Czy mógłby Pan podzielić się ze środowiskiem jeździeckim Polski za naszym pośrednictwem powodem, dla którego zrezygnował Pan z pracy w Zarządzie PZJ?
Oczywiście, zgodnie z daną przez mnie obietnicą, a przywykłem poważnie traktować dane sowo, możemy o tym porozmawiać. Jednak od razu chciałem podkreślić, że na moją decyzję o rezygnacji w pracach Zarządu PZJ wpłynęło 12 powodów, o których chciałbym powiedzieć kilka słów. Słów, które z pewnością nalezą się sportowemu środowisku jeździeckiemu.
Aż 12 powodów? Będzie to wobec tego chyba bardzo długa rozmowa?
Proszę się nie obawiać o długość rozmowy. Jestem do niej przygotowany i wypisałem sobie owe 12 powodów, które postaram się w sposób w miarę krótki i przejrzysty przedstawić. Punktów zaś jest 12, bo tak naprawdę, to swoją decyzję podjąłem w efekcie skumulowania czy też zsumowania efektów każdego z nich. Gdyby rozpatrywać je każdy z osobna, to oczywiście można by marginalizować ich skutki. Jednak nałożenie się ich wszystkich w tak krótkim czasie tak naprawdę nie pozostawiło mi praktycznie żadnego pola do manewru. Zrobiłem to co w tej sytuacji było jedynym sensownym wyjściem. Ale może dosyć tego ogólnego wprowadzenia i zabierzemy się za konkrety. Zatem jeśli Pan pozwoli przejdę do pierwszego ze wspomnianych przez mnie powodów. Otóż moim zdaniem, które zresztą podziela wielu ludzi zaangażowanych w polskie jeździectwo, sport i szkolenie należą do głównych zadań Polskiego Związku Jeździeckiego. Sądziłem więc, że osoba w Zarządzie PZJ odpowiedzialna za ten zakres działania Związku powinna mieć jakieś należyte, sensowne umocowanie w strukturach Związku. Mam na myśli stanowisko wiceprezesa do spraw sportu, który w swojej, nazwijmy to poziomej strukturze zarządzania będzie miał do współpracy menadżerów i trenerów każdej z jeździeckich konkurencji oraz dział sportu w Biurze PZJ. W mojej opinii dopiero wtedy można coś w sprawach sportu i szkolenia zrobić sensownego. Okazało się jednak, że zupełnie tak nie jest. Wybrano wiceprezesa do spraw finansów. Oczywiście kwestia finansów jest niezwykle ważka, i jestem ostatnim, który by próbował ją marginalizować. Jednakże, jak sądzę, w związku sportowym wyższy priorytet winny mieć chyba kwestie sportowe. Ponieważ stało się jak się stało, to chciałbym powiedzieć, że była to pierwsza kwestia, która utrudniła mi, jako osobie odpowiedzialnej za sport, jakikolwiek wpływ na to co się w sporcie działo i dzieje.

* * * * *

» Części zadania
A: Zwróć dosłownie fragment rozmowy o rezygnacji z Zarządu PZJ od słów „Oczywiście, zgodnie z” do słów „bardzo długa rozmowa?”.
B: Czy poniższe stwierdzenia zgadzają się z rozmową o rezygnacji z Zarządu PZJ? Przy każdym odpowiedz „tak” lub „nie” i przytocz dosłownie rozstrzygające słowa rozmowy. (i) Na decyzję o rezygnacji wpłynęło dwanaście powodów. (ii) Wybrano wiceprezesa do spraw sportu. (iii) Rozmówca uważa kwestię finansów za mało istotną.
C: Co według rozmowy o rezygnacji z Zarządu PZJ należy do głównych zadań Polskiego Związku Jeździeckiego?

» Wpisy pobrane ze zbioru
* * * * *

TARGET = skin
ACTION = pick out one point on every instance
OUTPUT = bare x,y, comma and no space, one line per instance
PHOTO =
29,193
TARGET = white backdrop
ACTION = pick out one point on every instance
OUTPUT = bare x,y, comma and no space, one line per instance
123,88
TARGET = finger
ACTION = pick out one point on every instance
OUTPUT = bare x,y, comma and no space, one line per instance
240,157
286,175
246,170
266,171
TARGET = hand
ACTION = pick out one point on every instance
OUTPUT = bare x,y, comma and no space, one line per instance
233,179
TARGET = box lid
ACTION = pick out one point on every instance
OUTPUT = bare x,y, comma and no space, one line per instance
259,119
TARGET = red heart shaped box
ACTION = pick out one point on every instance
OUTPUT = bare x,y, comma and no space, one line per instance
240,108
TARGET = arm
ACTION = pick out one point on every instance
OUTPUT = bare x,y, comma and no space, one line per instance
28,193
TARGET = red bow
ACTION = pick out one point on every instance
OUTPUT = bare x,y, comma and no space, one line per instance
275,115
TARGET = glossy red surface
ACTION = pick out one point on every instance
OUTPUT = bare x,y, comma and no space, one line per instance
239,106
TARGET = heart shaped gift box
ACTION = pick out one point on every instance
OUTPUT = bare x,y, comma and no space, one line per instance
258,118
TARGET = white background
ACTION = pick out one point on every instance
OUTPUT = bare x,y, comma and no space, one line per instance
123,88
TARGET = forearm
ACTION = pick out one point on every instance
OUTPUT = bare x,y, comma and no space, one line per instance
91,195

* * * * *

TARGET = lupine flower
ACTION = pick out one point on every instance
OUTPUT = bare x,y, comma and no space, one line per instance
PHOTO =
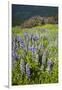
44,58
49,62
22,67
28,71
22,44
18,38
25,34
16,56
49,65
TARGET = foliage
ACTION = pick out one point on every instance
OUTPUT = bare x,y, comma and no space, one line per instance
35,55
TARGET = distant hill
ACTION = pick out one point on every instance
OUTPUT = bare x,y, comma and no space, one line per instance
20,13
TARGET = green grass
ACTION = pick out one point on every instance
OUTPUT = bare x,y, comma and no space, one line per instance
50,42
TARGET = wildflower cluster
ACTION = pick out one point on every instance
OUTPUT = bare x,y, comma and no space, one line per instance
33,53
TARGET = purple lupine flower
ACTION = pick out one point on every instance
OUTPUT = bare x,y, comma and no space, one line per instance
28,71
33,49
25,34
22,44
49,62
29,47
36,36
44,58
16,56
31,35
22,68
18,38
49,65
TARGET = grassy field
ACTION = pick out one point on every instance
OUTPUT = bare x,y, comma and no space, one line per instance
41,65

* * * * *

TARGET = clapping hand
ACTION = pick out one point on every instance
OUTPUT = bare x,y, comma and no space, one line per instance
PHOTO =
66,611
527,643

* * * * *

» Odpowiedzi do zadań
A:
Oczywiście, zgodnie z daną przez mnie obietnicą, a przywykłem poważnie traktować dane sowo, możemy o tym porozmawiać. Jednak od razu chciałem podkreślić, że na moją decyzję o rezygnacji w pracach Zarządu PZJ wpłynęło 12 powodów, o których chciałbym powiedzieć kilka słów. Słów, które z pewnością nalezą się sportowemu środowisku jeździeckiemu.
Aż 12 powodów? Będzie to wobec tego chyba bardzo długa rozmowa?

B:
(i) Tak: „na moją decyzję o rezygnacji w pracach Zarządu PZJ wpłynęło 12 powodów”.
(ii) Nie: „Wybrano wiceprezesa do spraw finansów.”
(iii) Nie: „Oczywiście kwestia finansów jest niezwykle ważka, i jestem ostatnim, który by próbował ją marginalizować.”

C: Sport i szkolenie.